◆ Given problem ◆
Copy out each of the records below line for line, changing nothing.

◆ Data provided ◆
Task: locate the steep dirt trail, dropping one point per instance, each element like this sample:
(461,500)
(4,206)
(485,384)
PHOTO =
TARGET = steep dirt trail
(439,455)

◆ Finished answer ◆
Task: locate the steep dirt trail, dropping one point per instance, each element like this sample:
(461,500)
(4,206)
(485,384)
PHOTO =
TARGET = steep dirt trail
(439,455)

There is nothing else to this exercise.